> [Request]: Scale the records that begin at the line containing "You are a warehouse inventory robot. Locate the 2013" and end after the line containing "[0,53,154,223]". Give back every line in that span, both ends included, and multiply each bounding-box coordinate by 2.35, rounding to whole numbers with halves rounded up. Keep all other wording and numbers unchanged, and return only those lines.
★ ★ ★ ★ ★ ★ ★
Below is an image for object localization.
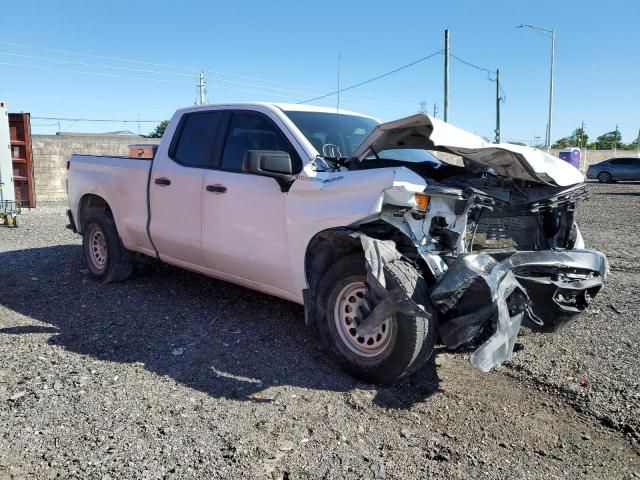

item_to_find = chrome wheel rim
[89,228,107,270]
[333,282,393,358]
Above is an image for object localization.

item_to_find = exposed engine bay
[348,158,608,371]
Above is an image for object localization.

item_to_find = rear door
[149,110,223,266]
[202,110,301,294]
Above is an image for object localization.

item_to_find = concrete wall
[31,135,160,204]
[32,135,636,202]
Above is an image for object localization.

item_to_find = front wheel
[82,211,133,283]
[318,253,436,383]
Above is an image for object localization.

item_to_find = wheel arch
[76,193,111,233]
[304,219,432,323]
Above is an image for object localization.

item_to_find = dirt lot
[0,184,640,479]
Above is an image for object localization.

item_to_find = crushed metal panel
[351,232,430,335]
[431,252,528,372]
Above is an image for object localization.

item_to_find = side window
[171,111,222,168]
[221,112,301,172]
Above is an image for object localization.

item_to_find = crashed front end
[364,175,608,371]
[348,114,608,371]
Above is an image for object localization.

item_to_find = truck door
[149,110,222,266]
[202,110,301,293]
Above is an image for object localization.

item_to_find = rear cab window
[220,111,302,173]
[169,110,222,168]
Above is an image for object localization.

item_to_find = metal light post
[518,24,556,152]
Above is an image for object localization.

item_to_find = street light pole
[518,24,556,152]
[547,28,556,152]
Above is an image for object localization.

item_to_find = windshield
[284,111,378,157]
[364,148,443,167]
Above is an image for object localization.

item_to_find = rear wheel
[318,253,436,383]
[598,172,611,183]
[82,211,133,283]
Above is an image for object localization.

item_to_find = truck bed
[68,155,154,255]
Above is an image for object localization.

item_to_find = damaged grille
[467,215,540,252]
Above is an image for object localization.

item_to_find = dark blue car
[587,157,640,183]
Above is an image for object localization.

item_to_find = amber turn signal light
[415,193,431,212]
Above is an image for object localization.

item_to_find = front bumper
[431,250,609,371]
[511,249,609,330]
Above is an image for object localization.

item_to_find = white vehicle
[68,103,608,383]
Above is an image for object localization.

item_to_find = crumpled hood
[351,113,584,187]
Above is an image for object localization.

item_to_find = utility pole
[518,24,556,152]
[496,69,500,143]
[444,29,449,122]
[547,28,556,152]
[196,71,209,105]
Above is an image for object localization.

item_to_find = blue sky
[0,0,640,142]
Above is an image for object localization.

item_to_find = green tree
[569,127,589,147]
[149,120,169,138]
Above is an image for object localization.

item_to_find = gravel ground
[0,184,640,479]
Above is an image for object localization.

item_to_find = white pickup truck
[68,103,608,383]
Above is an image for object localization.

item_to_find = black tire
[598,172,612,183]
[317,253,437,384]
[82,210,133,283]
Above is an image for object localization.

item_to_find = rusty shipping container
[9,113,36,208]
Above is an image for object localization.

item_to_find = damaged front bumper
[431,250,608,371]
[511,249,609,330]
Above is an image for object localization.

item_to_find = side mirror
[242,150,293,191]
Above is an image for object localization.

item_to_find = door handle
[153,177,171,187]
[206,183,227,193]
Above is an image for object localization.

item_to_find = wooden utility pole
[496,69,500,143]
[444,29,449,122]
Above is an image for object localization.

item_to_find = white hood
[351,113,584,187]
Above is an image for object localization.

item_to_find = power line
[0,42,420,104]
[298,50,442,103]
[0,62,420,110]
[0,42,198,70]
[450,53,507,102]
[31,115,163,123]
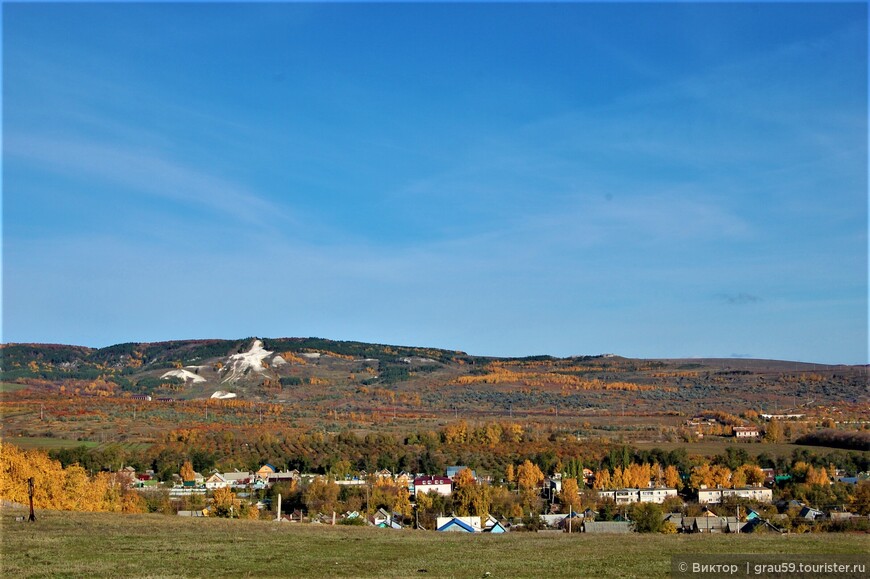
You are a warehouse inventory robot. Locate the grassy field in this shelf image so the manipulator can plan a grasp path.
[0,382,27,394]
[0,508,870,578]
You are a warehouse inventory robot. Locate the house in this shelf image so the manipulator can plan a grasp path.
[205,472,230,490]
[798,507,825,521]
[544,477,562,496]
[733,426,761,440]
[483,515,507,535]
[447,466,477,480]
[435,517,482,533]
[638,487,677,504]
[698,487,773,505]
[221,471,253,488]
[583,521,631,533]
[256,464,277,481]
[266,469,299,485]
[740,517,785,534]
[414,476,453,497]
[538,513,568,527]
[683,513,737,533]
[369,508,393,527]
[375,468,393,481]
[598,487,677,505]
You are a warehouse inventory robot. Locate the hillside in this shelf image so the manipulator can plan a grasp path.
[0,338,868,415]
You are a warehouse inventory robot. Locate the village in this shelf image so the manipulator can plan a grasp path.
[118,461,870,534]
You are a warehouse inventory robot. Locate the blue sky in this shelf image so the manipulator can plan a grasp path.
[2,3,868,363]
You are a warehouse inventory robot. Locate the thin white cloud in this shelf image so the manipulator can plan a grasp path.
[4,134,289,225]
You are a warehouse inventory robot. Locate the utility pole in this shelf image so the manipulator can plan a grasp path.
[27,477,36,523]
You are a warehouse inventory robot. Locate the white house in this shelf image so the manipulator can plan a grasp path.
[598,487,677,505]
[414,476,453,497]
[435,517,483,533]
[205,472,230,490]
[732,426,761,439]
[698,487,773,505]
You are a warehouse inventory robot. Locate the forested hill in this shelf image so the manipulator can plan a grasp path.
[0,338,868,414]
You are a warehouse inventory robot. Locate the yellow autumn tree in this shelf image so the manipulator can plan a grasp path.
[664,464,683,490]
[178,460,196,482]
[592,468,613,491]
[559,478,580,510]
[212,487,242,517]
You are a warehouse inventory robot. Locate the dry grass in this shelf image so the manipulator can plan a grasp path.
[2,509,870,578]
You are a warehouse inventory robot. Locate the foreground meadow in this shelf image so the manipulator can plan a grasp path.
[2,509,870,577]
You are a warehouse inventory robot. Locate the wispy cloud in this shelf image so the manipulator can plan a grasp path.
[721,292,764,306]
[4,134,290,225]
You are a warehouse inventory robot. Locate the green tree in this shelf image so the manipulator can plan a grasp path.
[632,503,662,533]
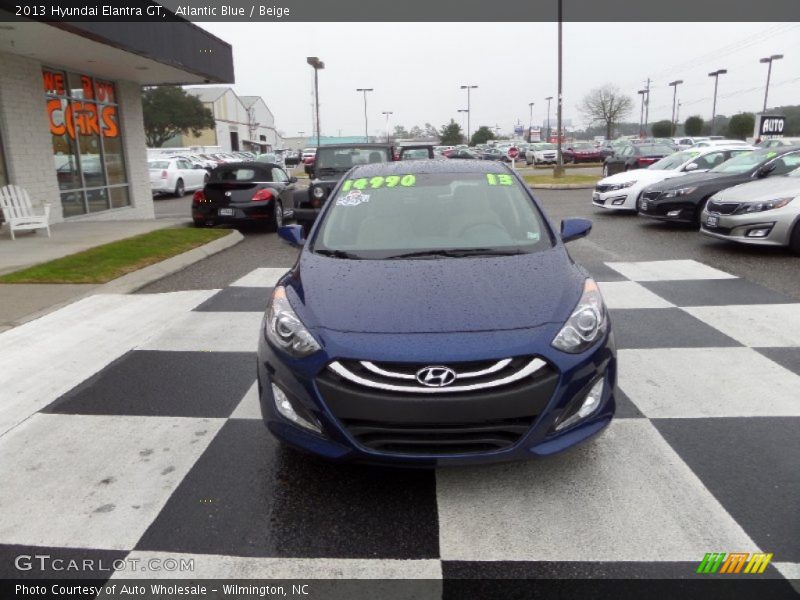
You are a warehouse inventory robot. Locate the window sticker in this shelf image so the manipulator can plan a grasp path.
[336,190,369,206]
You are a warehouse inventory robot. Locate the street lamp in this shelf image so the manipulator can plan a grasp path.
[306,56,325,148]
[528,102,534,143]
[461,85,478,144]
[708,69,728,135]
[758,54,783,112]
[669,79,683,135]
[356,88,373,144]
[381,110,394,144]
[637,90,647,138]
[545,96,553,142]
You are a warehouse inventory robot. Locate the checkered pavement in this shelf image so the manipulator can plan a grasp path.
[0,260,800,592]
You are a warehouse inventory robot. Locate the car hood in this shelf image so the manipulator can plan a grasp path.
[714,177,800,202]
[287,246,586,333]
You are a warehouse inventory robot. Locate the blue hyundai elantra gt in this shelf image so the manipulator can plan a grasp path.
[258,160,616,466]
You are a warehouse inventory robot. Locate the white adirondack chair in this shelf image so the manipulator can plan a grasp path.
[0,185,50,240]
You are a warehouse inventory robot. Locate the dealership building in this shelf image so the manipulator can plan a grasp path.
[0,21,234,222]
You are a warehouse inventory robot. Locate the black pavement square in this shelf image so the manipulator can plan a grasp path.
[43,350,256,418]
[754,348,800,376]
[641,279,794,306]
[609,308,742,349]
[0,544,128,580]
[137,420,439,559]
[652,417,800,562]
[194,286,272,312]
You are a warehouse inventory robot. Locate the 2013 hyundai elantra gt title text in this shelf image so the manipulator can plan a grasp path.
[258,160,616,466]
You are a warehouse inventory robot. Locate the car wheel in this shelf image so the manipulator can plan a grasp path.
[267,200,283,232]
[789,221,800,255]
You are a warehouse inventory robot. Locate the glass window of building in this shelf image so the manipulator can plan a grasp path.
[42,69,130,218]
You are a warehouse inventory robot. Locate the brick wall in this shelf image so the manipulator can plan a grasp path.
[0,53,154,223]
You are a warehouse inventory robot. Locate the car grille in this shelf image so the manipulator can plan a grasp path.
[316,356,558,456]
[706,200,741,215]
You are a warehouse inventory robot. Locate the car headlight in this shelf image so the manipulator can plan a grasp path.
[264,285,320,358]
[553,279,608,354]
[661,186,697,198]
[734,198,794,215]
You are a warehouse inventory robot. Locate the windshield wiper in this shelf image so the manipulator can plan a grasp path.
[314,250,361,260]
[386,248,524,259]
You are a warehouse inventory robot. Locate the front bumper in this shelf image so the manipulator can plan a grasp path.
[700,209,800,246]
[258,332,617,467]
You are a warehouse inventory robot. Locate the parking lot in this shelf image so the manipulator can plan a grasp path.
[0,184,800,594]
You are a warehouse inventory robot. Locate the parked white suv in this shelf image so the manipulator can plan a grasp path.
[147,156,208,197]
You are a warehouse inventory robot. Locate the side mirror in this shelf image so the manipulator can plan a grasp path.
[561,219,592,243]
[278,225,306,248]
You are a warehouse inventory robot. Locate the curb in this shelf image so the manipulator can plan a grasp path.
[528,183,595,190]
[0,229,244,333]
★ ★ ★ ★ ★ ★ ★
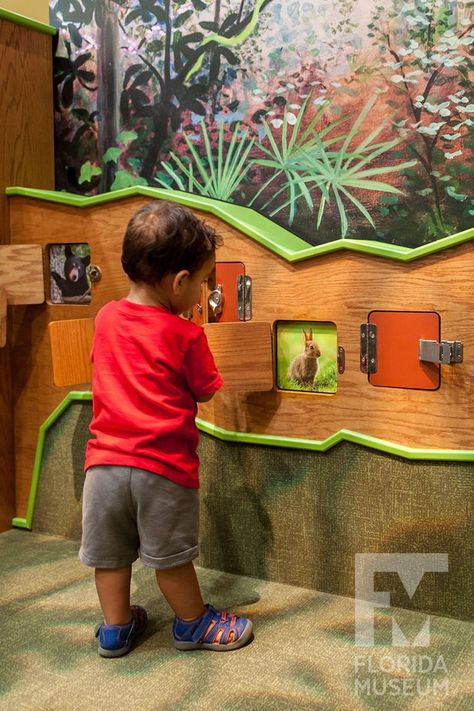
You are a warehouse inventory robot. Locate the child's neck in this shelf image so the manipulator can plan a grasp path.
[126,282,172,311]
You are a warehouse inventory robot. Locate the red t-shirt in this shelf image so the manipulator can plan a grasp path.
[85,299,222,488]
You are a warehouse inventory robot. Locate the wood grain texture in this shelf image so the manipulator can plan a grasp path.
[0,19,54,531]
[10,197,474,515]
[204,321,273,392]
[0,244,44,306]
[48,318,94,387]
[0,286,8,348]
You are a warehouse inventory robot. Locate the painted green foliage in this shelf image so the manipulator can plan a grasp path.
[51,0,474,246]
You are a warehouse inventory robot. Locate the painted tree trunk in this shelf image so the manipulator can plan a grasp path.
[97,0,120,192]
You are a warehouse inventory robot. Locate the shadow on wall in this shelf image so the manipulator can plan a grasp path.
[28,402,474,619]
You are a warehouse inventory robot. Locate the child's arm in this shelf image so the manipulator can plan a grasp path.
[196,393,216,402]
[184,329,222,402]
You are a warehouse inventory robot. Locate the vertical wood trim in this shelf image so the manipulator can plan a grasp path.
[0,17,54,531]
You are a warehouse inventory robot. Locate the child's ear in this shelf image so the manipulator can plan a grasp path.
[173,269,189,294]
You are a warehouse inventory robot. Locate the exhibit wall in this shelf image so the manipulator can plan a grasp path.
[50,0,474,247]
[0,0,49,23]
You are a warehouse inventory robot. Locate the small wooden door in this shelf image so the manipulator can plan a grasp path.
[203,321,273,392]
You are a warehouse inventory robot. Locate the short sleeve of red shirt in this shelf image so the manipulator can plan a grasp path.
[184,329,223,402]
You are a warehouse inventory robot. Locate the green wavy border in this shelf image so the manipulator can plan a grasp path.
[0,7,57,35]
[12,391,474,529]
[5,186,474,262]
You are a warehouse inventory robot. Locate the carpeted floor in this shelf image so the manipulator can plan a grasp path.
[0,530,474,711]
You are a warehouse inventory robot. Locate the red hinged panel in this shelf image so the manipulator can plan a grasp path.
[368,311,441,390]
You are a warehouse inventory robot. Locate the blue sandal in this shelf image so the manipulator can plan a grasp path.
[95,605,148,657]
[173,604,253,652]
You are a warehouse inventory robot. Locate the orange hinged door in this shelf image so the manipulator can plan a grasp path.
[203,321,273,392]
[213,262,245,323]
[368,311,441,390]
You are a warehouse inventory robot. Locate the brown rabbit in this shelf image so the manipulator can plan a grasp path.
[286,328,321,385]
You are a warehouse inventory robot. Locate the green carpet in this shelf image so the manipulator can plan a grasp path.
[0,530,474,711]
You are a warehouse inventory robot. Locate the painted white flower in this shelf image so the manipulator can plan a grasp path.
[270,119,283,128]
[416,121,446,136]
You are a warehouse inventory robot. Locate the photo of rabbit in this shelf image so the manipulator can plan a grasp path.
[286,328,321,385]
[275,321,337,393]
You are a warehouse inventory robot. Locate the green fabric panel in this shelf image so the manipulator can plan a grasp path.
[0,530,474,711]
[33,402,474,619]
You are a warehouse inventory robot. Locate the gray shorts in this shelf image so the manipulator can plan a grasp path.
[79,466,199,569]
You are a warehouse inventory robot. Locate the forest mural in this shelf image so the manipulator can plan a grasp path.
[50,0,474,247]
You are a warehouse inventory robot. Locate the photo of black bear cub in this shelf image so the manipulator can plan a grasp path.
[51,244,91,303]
★ ★ ★ ★ ★ ★ ★
> [Answer]:
You are a warehouse inventory robot. Locate the 2013 hyundai elantra gt title text in this shelf image so the manipulator can plan a grasp path.
[606,376,1448,1095]
You are a warehouse inventory robot. Locate the car wheel in this shelf image so the manipulator can plan a grasp path.
[627,470,665,545]
[1854,519,1880,599]
You are a warehouse inventory robot. Locate the glass window of building in this shelf image so the manipulator can plan a grasp path.
[99,162,306,512]
You are a warehouse inventory robot. Locate the brick wall in this shelf image so the manipulator can plan a grasp path.
[0,125,362,524]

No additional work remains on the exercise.